**Instructions for the task**
Copy all of the material below word for word, but leave out the pictures.

**Data for the task**
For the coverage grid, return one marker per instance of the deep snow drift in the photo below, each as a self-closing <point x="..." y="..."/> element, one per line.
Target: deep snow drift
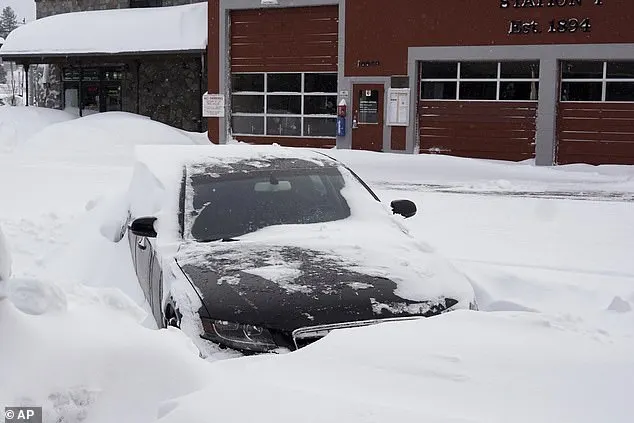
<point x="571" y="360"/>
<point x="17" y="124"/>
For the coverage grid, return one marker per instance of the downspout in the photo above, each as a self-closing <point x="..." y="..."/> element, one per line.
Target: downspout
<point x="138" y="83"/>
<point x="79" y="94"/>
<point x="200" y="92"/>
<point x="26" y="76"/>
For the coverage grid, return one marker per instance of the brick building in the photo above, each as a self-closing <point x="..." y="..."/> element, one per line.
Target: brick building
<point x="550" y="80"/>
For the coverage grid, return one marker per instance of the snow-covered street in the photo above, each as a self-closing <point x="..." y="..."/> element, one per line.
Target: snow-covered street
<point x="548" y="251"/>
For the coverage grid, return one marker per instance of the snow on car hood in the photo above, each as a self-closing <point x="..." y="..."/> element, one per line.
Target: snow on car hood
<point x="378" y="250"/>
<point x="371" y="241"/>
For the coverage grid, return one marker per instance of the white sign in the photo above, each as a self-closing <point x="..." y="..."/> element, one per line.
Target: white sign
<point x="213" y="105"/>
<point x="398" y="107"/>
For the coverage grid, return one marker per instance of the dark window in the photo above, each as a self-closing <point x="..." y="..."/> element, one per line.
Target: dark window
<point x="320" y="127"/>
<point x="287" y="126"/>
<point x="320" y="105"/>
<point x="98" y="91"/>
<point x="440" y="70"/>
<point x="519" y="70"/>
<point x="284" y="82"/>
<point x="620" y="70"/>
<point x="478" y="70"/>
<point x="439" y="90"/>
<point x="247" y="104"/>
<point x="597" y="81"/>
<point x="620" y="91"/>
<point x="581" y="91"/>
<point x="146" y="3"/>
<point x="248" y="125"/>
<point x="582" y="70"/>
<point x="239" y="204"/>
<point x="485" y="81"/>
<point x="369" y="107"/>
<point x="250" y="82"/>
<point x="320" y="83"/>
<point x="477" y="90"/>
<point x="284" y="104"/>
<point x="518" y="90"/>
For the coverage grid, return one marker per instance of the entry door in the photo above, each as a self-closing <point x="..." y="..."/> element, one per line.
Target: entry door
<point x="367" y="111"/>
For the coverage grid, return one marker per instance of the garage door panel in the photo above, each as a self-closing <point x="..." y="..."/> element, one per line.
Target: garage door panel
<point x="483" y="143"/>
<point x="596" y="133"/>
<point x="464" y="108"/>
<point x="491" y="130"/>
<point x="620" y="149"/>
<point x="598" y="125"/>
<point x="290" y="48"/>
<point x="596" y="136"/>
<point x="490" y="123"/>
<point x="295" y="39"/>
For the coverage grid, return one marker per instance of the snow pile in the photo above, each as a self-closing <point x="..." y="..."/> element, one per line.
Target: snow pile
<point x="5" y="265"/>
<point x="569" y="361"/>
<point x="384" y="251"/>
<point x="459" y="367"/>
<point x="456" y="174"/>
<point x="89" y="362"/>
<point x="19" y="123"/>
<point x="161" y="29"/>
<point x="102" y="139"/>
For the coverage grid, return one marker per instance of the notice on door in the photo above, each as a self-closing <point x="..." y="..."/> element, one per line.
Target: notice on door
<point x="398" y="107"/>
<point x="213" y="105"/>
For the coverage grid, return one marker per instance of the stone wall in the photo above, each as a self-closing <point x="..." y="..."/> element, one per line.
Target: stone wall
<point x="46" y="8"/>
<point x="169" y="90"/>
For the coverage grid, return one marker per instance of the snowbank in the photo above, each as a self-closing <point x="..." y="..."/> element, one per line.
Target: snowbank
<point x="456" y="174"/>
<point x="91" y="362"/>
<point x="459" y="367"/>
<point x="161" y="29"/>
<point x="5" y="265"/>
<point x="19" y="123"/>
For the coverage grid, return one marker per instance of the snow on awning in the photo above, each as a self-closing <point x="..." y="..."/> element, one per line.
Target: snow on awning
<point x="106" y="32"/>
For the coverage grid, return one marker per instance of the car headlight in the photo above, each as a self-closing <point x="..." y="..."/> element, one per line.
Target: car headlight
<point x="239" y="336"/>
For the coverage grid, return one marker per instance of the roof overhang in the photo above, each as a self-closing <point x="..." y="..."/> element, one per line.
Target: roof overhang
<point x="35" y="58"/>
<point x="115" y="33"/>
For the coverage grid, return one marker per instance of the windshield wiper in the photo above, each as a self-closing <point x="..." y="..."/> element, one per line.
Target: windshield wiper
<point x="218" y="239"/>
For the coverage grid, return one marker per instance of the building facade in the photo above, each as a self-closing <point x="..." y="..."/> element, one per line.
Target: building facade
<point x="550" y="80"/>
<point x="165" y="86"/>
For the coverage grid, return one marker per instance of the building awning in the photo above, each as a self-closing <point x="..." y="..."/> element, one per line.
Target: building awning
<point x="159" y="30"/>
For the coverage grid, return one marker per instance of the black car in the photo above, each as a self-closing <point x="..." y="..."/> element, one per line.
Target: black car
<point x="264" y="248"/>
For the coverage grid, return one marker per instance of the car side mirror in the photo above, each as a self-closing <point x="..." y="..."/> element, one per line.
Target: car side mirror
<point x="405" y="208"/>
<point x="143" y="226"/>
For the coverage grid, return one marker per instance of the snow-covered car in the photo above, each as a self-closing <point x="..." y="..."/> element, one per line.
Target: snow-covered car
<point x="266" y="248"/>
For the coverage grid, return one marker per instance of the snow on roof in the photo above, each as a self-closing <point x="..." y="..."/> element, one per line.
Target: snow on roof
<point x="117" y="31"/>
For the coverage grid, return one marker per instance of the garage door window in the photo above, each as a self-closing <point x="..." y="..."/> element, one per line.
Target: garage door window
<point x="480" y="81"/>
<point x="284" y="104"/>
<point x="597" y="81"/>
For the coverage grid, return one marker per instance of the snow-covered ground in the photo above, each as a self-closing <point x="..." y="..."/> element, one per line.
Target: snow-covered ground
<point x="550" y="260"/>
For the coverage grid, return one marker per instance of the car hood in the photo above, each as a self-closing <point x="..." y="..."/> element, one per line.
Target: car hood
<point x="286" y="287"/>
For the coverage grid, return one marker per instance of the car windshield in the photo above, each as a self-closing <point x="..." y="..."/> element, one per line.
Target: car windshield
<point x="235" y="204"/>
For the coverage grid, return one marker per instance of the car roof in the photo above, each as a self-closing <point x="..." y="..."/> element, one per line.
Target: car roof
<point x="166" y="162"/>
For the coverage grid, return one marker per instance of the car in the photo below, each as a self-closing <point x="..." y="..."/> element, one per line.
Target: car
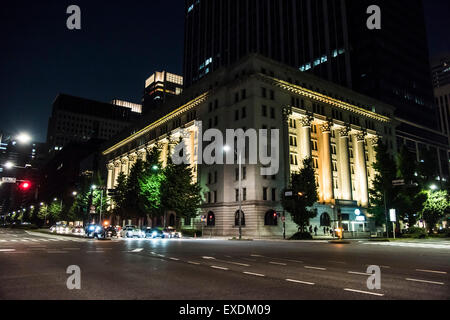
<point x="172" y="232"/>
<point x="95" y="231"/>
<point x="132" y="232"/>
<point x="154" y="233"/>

**Solution for this problem**
For the coverage grid, return one marker per instance of the deep snow drift in the photo below, each as a self-closing <point x="..." y="..."/> element, one per line.
Target: deep snow drift
<point x="571" y="360"/>
<point x="17" y="124"/>
For the coverage grid, return one marker per instance of the downspout in the photo above, each as a self-closing <point x="..." y="..."/> element, one per line.
Target: downspout
<point x="138" y="83"/>
<point x="79" y="94"/>
<point x="200" y="92"/>
<point x="26" y="76"/>
For the coverage grid, return one marker per instance of the brick building in the photo above, each as a self-closing <point x="..." y="..."/> element, one per line.
Target: brick building
<point x="550" y="80"/>
For the coverage grid, return one marker per instance of the snow-covered street in the photo above, each as a self-closing <point x="..." y="..."/> element, one per line.
Target: snow-covered street
<point x="548" y="251"/>
For the coverage grid, return one marker per instance of the snow on car hood in the photo above, each as a self-closing <point x="..." y="..."/> element, one per line.
Target: snow on car hood
<point x="378" y="250"/>
<point x="371" y="241"/>
For the coverage grid, return one marker per instance of the white sign in the photo above, each as a self-closing <point x="..." y="..."/> element, one per line.
Target: white sign
<point x="213" y="105"/>
<point x="398" y="107"/>
For the coverage grid, return one marker per instance of the dark window in the photo above, each as a self-closing <point x="..." y="..."/> element, one per line.
Target: dark window
<point x="320" y="127"/>
<point x="287" y="126"/>
<point x="320" y="105"/>
<point x="98" y="91"/>
<point x="440" y="70"/>
<point x="519" y="70"/>
<point x="284" y="82"/>
<point x="620" y="70"/>
<point x="478" y="70"/>
<point x="439" y="90"/>
<point x="247" y="104"/>
<point x="597" y="81"/>
<point x="620" y="91"/>
<point x="581" y="91"/>
<point x="146" y="3"/>
<point x="248" y="125"/>
<point x="582" y="70"/>
<point x="239" y="204"/>
<point x="485" y="81"/>
<point x="369" y="107"/>
<point x="250" y="82"/>
<point x="320" y="83"/>
<point x="477" y="90"/>
<point x="284" y="104"/>
<point x="518" y="90"/>
For the coverage grid, return one marker per instance of the entry door in the photo above, each as a self-closing <point x="..." y="..."/> element, one per line.
Target: entry door
<point x="367" y="111"/>
For the coverage grid, return one marker per instance of the garage door panel in the photo above, each as a self-closing <point x="..." y="..."/> element, one per line.
Target: garage door panel
<point x="483" y="143"/>
<point x="596" y="133"/>
<point x="464" y="108"/>
<point x="491" y="130"/>
<point x="620" y="149"/>
<point x="598" y="125"/>
<point x="290" y="48"/>
<point x="596" y="136"/>
<point x="490" y="123"/>
<point x="295" y="39"/>
For the coverage grid, return one marker per instance of the snow pile in the photo above, each as a self-closing <point x="..." y="..."/> element, one per line.
Target: snow pile
<point x="5" y="265"/>
<point x="569" y="361"/>
<point x="384" y="251"/>
<point x="459" y="367"/>
<point x="456" y="174"/>
<point x="89" y="362"/>
<point x="19" y="123"/>
<point x="161" y="29"/>
<point x="102" y="139"/>
For the coverage grid, return one marker per instance of the notice on door in the photo above, each as a self-closing <point x="..." y="..."/> element, one per line.
Target: notice on door
<point x="398" y="107"/>
<point x="213" y="105"/>
For the coverage grid, return one marker per instance of the stone wall in the photo above, each as a self-closing <point x="..." y="..."/> element, one per line.
Target: stone wall
<point x="46" y="8"/>
<point x="169" y="90"/>
For the coverage grid, return one marker per instance of the snowbank in the photo above, each as a self-closing <point x="..." y="..."/> element, one per line.
Target: snowbank
<point x="456" y="174"/>
<point x="91" y="362"/>
<point x="459" y="367"/>
<point x="161" y="29"/>
<point x="5" y="265"/>
<point x="19" y="123"/>
For the coverage grid, return one marker per instance of the snow on awning in the photo above, each as a self-closing <point x="..." y="..."/> element, one per line.
Target: snow on awning
<point x="106" y="32"/>
For the coverage grid, return one marker per instance of the car headlight in the photo above, each as a self-closing <point x="..." y="..."/> element, one per line.
Target: car headlight
<point x="239" y="336"/>
For the coverage grid, return one marker per instance of the roof overhang in the photo above, each as a self-closing <point x="..." y="..."/> element, one per line.
Target: roof overhang
<point x="35" y="58"/>
<point x="115" y="33"/>
For the coverage grid, return one marker per instance of the windshield wiper in the photo above, each as a self-closing <point x="..." y="..."/> element, one per line.
Target: windshield wiper
<point x="218" y="239"/>
For the coverage grid, return one marker per instance of the building facade in the photo above, each as a self-closing <point x="..." y="..."/> element, one per line.
Target: building facade
<point x="550" y="80"/>
<point x="165" y="86"/>
For the coverage grid, return one marker per instance of the building awning in the photo above, each as a self-closing <point x="..." y="..."/> element, one per line.
Target: building awning
<point x="159" y="30"/>
For the coverage grid, return one marker per instance of the black car in the photo above, each as a self-closing <point x="..." y="..."/> element, one per line.
Target: black car
<point x="264" y="248"/>
For the coverage grid, return one marker per instance of the car side mirror in the photo above, each as a self-closing <point x="..." y="..."/> element, one per line.
Target: car side mirror
<point x="405" y="208"/>
<point x="143" y="226"/>
For the coverage grid, return one marker per instance of the snow-covered car in the photo above, each as a self-closing <point x="..." y="..."/> element, one per line.
Target: snow-covered car
<point x="266" y="248"/>
For the coverage grid, return one marker per instance of the snow on roof in the photo above, each as a self-closing <point x="..." y="..."/> element, one per line.
Target: snow on roof
<point x="117" y="31"/>
For the coverage grid, return one marker per instance of the garage door window in the photo above, each as a self-closing <point x="..." y="..."/> element, one per line.
Target: garage door window
<point x="480" y="81"/>
<point x="284" y="104"/>
<point x="597" y="81"/>
For the coverage grid, return one marker per instance of the snow-covered ground in the photo above, each as a self-closing <point x="..." y="..."/> element, one per line.
Target: snow-covered ground
<point x="550" y="260"/>
For the coverage grid, return one marker per instance of the car hood in the photo above, each as a self-closing <point x="..." y="..."/> element, one per line.
Target: car hood
<point x="286" y="287"/>
For the coverage grid, return one marker per instance of the car windshield in the photo above, each as a self-closing <point x="..." y="..."/> element, one per line.
Target: car windshield
<point x="235" y="204"/>
For the coverage grid, return one marker per instance of the car roof in the photo above, each as a self-closing <point x="..." y="..."/> element, one per line.
Target: car roof
<point x="166" y="162"/>
For the coverage grid, return one marker per instance of the car in the photo below, each as a self-closing <point x="..." y="..."/> element, one per line.
Target: car
<point x="172" y="232"/>
<point x="95" y="231"/>
<point x="132" y="232"/>
<point x="154" y="233"/>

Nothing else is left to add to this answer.